Parts of the exercise ->
[1] Print the passage of the Rolex GMT Master history between "Obviously, suggestions or" and "until around 1979.", inclusive.
[2] Answer the following questions using the Rolex GMT Master history:
(a) Around what year did production of reference 1675 begin?
(b) Which reference was the previous GMT model in Rolex production?
(c) Until around what year did reference 1675 remain in production?
[3] Pick up the Rolex GMT Master history from its final sentence and carry it forward.

In advance, I would like to point out that everything you will read here is exclusively the result of my own researches and experience.
Obviously, suggestions or clarifications on the subject are welcome.

BRIEF HISTORY OF THE ROLEX GMT MASTER 

Rolex GMT Master reference 1675 production started around 1959.
Reference 1675 is the worthy successor of the legendary 6542, the previous GMT model in Rolex production.
The main differences between 6542 and 1675 are the aluminium bezel, the more performing and precise caliber and the renewed case design.
Reference 1675 remained in production for almost 20 years, until around 1979.
In this long period of time it has been continually subject to several slight restyling to some of its components (dial, movement, bracelet ecc) which testify Rolex’s continuous will to innovate its products both on an aesthetic and technical level in order to meet the latest customers needs and to technologically keep up with competitors.

Point labeling dataset excerpts
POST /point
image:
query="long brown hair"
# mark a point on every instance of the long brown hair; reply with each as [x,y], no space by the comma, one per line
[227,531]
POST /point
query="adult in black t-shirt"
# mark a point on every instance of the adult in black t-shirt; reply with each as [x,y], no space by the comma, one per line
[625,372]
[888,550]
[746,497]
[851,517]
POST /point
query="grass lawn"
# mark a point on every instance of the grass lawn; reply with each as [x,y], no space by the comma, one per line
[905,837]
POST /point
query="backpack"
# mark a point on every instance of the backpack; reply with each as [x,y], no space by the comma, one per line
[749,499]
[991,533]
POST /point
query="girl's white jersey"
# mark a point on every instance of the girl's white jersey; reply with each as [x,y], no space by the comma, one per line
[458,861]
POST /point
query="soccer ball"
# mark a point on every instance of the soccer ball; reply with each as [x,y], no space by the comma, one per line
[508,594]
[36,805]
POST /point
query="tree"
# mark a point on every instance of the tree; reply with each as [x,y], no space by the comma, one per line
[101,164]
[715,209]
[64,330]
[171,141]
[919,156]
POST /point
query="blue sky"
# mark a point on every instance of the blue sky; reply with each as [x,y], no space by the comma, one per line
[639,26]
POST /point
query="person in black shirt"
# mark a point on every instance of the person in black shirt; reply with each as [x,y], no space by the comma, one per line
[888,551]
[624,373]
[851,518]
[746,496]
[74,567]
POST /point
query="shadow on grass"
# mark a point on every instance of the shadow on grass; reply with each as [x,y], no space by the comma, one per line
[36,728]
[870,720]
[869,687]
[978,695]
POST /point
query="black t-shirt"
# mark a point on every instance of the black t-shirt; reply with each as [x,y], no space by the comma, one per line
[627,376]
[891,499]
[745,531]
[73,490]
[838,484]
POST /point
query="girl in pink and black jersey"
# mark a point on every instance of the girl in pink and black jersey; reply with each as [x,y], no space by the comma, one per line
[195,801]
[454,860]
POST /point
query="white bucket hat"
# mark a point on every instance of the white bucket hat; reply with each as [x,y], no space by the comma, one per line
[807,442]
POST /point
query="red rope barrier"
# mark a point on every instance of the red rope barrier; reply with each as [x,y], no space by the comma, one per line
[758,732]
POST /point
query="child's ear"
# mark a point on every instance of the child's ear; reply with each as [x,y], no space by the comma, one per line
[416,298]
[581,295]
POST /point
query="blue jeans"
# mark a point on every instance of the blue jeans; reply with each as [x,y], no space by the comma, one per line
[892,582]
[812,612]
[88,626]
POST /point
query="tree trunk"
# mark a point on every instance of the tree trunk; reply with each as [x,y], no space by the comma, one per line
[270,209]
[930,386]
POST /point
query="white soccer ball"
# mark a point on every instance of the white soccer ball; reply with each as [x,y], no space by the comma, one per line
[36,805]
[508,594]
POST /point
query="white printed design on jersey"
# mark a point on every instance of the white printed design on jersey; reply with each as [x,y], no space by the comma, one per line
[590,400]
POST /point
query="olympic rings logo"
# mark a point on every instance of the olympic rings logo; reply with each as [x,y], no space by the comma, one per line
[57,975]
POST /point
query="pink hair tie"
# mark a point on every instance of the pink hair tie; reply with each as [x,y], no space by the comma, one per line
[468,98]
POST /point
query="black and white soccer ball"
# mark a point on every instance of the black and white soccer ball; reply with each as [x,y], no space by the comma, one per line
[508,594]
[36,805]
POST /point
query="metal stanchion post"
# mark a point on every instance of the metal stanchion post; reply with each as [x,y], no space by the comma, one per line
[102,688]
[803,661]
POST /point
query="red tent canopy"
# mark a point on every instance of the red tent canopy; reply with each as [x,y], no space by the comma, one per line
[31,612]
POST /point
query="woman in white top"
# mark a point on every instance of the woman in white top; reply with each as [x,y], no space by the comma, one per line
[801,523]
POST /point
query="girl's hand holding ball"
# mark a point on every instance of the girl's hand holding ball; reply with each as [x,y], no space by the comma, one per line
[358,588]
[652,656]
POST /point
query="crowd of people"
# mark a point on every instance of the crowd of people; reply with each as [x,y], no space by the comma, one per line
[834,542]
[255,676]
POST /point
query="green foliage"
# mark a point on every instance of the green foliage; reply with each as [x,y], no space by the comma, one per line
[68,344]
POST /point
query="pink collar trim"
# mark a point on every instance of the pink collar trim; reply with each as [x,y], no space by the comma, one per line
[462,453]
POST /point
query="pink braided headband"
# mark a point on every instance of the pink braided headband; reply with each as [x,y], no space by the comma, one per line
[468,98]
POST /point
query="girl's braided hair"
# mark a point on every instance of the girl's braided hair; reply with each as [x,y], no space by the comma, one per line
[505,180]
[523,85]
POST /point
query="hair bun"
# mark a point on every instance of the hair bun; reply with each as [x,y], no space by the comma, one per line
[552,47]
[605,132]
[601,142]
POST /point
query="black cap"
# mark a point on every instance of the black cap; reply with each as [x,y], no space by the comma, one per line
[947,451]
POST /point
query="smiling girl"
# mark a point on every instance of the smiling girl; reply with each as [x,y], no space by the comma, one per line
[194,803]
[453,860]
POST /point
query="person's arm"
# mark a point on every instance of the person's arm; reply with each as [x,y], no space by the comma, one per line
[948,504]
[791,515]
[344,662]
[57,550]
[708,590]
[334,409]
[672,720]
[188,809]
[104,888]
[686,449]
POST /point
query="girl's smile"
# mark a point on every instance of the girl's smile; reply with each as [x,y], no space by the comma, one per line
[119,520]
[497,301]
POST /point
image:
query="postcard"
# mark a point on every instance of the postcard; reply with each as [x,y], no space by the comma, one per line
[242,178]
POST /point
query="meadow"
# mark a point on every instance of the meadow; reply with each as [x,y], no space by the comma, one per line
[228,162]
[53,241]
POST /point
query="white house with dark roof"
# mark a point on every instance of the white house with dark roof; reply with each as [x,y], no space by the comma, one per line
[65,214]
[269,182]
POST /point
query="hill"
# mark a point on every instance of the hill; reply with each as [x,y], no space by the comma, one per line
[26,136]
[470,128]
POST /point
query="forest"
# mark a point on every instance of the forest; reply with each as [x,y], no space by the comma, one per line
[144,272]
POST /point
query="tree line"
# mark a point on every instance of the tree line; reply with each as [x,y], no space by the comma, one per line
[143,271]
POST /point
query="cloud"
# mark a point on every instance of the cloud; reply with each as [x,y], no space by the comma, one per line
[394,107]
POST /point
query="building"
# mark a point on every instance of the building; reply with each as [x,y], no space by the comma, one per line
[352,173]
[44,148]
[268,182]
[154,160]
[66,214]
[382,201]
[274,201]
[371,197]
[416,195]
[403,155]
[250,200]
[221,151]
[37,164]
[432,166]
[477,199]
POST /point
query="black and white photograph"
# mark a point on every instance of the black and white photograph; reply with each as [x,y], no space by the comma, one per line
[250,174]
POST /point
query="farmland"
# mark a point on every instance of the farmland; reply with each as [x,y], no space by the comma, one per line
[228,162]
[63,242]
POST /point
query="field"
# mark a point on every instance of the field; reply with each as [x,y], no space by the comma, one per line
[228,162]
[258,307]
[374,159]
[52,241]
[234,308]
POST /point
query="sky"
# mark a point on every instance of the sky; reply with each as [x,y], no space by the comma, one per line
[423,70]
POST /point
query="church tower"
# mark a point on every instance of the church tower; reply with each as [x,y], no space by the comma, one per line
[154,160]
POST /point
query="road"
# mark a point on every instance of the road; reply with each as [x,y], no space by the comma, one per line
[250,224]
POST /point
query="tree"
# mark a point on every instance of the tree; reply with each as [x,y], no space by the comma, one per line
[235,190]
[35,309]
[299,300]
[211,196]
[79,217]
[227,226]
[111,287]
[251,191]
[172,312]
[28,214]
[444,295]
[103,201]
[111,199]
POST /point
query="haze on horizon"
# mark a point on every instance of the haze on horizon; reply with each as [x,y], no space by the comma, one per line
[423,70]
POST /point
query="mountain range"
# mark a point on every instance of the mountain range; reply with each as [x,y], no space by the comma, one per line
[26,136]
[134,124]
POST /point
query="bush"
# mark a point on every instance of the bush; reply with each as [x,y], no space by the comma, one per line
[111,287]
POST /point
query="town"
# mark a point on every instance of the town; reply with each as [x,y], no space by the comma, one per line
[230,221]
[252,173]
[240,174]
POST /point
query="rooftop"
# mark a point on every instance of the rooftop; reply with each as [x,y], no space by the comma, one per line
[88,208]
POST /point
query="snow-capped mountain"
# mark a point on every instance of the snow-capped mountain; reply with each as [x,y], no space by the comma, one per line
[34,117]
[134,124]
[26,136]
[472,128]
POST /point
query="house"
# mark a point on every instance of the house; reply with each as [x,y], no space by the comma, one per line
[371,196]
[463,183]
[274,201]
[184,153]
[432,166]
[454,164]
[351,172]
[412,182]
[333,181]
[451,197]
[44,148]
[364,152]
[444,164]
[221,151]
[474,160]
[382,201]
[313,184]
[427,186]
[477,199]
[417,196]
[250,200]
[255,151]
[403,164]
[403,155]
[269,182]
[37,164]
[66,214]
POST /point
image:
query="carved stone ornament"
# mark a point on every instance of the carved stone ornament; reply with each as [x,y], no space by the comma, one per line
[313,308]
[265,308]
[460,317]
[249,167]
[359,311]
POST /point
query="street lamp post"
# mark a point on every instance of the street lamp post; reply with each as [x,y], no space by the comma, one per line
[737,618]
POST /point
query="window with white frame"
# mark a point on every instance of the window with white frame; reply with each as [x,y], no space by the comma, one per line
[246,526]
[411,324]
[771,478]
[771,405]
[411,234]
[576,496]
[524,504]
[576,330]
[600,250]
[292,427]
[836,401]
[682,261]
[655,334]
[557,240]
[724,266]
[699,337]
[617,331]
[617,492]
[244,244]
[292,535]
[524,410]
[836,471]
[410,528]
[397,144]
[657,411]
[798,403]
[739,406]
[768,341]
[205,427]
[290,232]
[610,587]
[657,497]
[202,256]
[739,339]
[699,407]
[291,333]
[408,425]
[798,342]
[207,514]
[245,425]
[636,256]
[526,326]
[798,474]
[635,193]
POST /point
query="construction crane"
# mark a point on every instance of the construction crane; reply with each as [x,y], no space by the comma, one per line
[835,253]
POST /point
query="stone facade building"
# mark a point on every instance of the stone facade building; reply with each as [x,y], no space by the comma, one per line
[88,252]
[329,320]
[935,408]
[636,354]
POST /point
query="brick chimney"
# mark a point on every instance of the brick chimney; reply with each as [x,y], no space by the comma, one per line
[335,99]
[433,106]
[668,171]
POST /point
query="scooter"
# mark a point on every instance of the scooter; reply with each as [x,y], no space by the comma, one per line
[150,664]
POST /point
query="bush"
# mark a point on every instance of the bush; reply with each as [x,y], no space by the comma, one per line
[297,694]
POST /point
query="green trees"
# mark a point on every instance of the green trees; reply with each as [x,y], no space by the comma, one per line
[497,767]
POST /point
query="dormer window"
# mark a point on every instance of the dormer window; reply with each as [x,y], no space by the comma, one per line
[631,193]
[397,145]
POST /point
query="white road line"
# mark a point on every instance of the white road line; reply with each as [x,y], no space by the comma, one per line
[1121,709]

Outputs ->
[1]
Obviously, suggestions or clarifications on the subject are welcome.

BRIEF HISTORY OF THE ROLEX GMT MASTER 

Rolex GMT Master reference 1675 production started around 1959.
Reference 1675 is the worthy successor of the legendary 6542, the previous GMT model in Rolex production.
The main differences between 6542 and 1675 are the aluminium bezel, the more performing and precise caliber and the renewed case design.
Reference 1675 remained in production for almost 20 years, until around 1979.

[2]
(a) Around 1959.
(b) Reference 6542.
(c) Around 1979.

[3]
The dial, even to non-expert eyes, is the one that undergoes the most obvious changes : from the gilt chapter ring dials with OCC writing and then COSC to the ones with open minute track and finally to white graphics MATT dials.
The following pictures of some fabulous 1675 Gmt Masters we traded in the past show some of the dials appeared during the production of this reference.

ROLEX GMT MASTER REF.1675 SER. 0,505,XXX GILT OCC DIAL. 

CIRCA 1960.

ROLEX GMT MASTER REF. 1675 SER. 0,695,XXX GILT SCOC CLOSED TRACK DIAL.

CIRCA 1962.

ROLEX GMT MASTER REF. 1675 SER. 1,330,XXX GILT SCOC OPEN TRACK DIAL.

CIRCA 1966.

ROLEX GMT MASTER 1675 SER. 1,952,XXX MK1 LONG E MATT DIAL.

CIRCA 1969 

Among the 1675 dials, the rarest and most interesting one for collectors  is surely the so called Radial.
This dial is for sure one of the most fascinating of the entire Rolex production of the time.
The main feature of this dial is that the indexes are more centered and smaller than the standard GMT dials, a configuration this which immediately captures the eye of an experienced collector.
This peculiar dial configuration began to appear in the GMT Master line up in the early 60s.
However, not all the collectors are aware of this fact given the extreme rarity of GMTs with a gilt radial dial.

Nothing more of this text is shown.